(Collected data entries)
=-=-=
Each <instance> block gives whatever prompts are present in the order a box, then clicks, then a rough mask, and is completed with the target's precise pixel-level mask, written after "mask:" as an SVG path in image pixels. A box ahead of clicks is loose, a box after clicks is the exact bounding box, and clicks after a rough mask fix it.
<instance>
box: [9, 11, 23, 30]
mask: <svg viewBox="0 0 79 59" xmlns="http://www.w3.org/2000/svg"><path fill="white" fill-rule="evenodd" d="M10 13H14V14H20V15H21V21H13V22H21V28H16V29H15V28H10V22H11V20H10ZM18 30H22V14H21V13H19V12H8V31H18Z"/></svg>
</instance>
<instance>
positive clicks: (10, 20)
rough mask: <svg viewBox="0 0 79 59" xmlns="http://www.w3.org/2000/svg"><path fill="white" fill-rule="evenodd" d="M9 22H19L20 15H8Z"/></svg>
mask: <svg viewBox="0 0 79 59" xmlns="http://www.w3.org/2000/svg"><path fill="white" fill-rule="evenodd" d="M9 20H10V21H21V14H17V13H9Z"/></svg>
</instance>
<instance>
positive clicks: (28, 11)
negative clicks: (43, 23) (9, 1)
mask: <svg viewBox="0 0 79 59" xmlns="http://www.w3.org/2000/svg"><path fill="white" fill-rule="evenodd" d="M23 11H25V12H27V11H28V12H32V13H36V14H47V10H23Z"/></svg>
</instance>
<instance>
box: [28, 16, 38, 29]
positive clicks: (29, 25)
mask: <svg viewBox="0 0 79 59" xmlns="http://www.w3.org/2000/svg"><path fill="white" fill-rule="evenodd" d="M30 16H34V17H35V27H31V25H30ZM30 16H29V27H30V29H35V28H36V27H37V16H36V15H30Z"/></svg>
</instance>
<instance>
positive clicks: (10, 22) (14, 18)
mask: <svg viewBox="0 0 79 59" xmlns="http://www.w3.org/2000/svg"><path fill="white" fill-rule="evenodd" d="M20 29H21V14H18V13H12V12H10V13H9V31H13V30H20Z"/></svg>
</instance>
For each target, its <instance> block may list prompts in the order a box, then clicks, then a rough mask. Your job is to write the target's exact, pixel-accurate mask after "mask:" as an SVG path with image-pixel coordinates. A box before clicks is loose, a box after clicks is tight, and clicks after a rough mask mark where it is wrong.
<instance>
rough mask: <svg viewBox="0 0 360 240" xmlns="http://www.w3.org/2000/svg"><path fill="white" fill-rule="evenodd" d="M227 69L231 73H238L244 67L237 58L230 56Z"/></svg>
=-=-=
THE TASK: Among the entries above, which lines include "exact"? List them all.

TASK OUTPUT:
Each <instance> block gives whatever prompts are present in the order a box, then clicks, then a rough mask, and is completed with the target's precise pixel-level mask, written after "mask:" as an SVG path in image pixels. A box ahead of clicks is loose, a box after clicks is the exact bounding box, and clicks after a rough mask fix it.
For each target, its <instance> block may list prompts in the order a box, then clicks, then a rough mask. Your job is to write the target's exact, pixel-accurate mask after "mask:" as an SVG path with image-pixel coordinates. A box before clicks is loose, a box after clicks is tight, and clicks after a rough mask mark where it is wrong.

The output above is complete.